**Texto proporcionado**
◆ ◆ ◆

Nota de la edición especial 20 años

Los Enrique son una especie de linaje en el Hogar de Cajade. La mayoría de los hermanos pasó por las casitas de Villa Garibaldi o fue a Chispita, el centro de día que la obra tiene en Los Hornos, barrio donde crecieron todos. Matías y Fabio fueron de los primeros que trabajaron en la panadería del Viejo Pepe, uno de los emprendimientos productivos de la obra. Mara es educadora en el Hogar y Rocío es una aguerrida referente barrial que pelea a diario en la organización popular de uno de los sectores de la toma del ex Club de Planeadores. Jairo y Néstor le pusieron rap a su crianza con el dúo VGH que se presentaba en el Hogar y cerraba las marchas de “El hambre es un crimen”.

Mónica, la mamá de todos ellos y de otros nueve hijos, es una de las vecinas que fue relocalizada y habita una vivienda de madera con un patio adelante, donde los domingos suele juntarse a comer con parte de la familia. Antes había estado en otra casilla levantada por Néstor en un sector que está reservado al espacio público. No hay más de 300 metros entre uno y otro lugar, pero la distancia formal es mayor y marca la diferencia entre tener o no tener un lugar ya confirmado para vivir dentro de la urbanización.

◆ ◆ ◆

**Extracto de datos**
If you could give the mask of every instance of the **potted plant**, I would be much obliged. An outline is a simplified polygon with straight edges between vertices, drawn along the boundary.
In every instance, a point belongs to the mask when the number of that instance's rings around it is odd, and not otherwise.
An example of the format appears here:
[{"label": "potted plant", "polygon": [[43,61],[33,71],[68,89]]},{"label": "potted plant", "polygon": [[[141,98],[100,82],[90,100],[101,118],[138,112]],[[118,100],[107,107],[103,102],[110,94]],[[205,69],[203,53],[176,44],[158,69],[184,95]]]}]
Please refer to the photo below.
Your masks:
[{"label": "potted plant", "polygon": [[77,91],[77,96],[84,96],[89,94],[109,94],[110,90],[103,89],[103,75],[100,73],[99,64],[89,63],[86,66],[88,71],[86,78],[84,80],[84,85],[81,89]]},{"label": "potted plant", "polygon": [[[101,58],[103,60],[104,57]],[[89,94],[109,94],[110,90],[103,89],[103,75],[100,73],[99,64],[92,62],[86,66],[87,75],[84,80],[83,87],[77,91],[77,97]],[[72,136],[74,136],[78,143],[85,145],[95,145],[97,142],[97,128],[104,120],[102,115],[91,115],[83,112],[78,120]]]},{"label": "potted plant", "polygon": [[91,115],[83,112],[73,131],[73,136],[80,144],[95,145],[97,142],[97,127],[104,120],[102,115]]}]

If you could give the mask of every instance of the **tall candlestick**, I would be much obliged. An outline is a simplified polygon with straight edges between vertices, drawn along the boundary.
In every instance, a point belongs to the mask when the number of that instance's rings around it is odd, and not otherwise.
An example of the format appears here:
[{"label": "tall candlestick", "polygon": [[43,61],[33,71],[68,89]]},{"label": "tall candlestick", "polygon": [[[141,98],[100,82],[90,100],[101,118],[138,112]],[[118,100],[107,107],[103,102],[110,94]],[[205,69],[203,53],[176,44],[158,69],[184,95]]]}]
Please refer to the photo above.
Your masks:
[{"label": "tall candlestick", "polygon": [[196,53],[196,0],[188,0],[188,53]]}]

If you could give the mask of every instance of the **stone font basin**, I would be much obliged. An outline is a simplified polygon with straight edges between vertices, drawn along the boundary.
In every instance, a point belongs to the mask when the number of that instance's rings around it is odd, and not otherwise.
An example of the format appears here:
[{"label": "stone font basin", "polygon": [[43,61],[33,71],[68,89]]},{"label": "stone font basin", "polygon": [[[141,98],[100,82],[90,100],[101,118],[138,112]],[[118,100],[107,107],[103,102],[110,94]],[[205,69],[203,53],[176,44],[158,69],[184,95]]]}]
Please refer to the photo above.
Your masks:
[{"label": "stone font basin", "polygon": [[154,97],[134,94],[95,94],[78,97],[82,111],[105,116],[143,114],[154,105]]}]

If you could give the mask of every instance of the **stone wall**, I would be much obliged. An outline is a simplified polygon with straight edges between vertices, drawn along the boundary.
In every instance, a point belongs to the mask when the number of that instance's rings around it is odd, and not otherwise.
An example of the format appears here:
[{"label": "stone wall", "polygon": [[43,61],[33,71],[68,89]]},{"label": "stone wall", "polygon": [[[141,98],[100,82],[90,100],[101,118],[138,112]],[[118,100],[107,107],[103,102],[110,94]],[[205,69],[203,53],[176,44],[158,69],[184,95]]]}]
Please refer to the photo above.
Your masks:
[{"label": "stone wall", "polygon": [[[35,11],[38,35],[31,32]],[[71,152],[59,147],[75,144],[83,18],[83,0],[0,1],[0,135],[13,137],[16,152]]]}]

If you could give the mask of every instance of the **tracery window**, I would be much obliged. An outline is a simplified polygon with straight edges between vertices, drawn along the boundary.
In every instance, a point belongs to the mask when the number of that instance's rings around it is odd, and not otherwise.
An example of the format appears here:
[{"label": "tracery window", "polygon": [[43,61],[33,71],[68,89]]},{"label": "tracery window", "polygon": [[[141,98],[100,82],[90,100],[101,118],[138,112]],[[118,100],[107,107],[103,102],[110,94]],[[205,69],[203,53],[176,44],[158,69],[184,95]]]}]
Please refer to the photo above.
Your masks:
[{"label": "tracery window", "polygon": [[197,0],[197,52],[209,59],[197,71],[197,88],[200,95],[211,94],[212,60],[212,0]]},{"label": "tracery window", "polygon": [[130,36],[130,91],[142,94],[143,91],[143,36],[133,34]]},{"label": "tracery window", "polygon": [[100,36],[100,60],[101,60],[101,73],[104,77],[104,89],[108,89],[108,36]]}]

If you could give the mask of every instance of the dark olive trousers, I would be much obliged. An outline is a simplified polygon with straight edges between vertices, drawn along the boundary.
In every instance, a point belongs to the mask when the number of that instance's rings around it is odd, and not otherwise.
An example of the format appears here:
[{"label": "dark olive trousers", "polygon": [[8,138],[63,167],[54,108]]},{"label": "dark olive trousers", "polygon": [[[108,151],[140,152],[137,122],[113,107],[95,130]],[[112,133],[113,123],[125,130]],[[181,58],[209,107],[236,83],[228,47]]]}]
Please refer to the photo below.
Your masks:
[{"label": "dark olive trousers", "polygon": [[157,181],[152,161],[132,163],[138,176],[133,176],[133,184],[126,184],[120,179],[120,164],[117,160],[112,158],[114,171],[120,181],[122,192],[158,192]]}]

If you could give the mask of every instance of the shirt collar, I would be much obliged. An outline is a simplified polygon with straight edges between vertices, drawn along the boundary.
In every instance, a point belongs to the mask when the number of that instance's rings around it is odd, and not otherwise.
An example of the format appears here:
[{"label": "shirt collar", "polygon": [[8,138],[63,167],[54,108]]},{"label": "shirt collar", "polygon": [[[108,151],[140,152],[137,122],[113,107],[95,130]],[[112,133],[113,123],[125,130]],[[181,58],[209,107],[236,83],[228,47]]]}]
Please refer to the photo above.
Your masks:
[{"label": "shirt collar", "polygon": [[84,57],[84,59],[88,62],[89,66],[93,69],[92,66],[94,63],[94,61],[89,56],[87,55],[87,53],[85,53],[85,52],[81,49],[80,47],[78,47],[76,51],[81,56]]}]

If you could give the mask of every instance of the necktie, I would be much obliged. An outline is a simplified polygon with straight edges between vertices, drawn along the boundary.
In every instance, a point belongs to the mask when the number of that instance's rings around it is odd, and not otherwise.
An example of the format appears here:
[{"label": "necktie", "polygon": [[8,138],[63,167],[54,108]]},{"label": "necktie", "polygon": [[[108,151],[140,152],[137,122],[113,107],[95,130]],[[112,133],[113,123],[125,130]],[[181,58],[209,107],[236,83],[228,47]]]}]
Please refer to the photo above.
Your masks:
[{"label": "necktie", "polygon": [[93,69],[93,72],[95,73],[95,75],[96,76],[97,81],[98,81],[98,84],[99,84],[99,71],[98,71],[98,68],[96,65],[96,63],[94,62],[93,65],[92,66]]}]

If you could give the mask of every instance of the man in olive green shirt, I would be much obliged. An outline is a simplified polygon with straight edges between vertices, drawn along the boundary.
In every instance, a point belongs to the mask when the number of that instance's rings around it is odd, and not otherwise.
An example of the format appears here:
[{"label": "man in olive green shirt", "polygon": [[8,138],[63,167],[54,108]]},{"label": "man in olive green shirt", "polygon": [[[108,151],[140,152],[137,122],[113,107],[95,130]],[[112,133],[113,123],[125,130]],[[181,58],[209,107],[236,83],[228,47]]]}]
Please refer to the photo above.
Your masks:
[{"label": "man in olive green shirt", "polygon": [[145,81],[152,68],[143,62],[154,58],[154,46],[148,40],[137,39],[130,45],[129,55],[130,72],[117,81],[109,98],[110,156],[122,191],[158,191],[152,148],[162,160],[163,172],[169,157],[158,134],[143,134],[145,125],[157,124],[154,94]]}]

◆ ◆ ◆

**Consignas del ejercicio**
**1.** En el texto sobre la familia Enrique, reescribe el tramo desde "Mónica, la mamá" hasta "de la urbanización." y sustituye "domingos" por "sábados".
**2.** Según el texto sobre la familia Enrique, ¿en qué barrio crecieron todos los hermanos?
Responde basándote solo en el texto.

**Resultados del ejercicio**
**1.**
Mónica, la mamá de todos ellos y de otros nueve hijos, es una de las vecinas que fue relocalizada y habita una vivienda de madera con un patio adelante, donde los sábados suele juntarse a comer con parte de la familia. Antes había estado en otra casilla levantada por Néstor en un sector que está reservado al espacio público. No hay más de 300 metros entre uno y otro lugar, pero la distancia formal es mayor y marca la diferencia entre tener o no tener un lugar ya confirmado para vivir dentro de la urbanización.

**2.** En Los Hornos.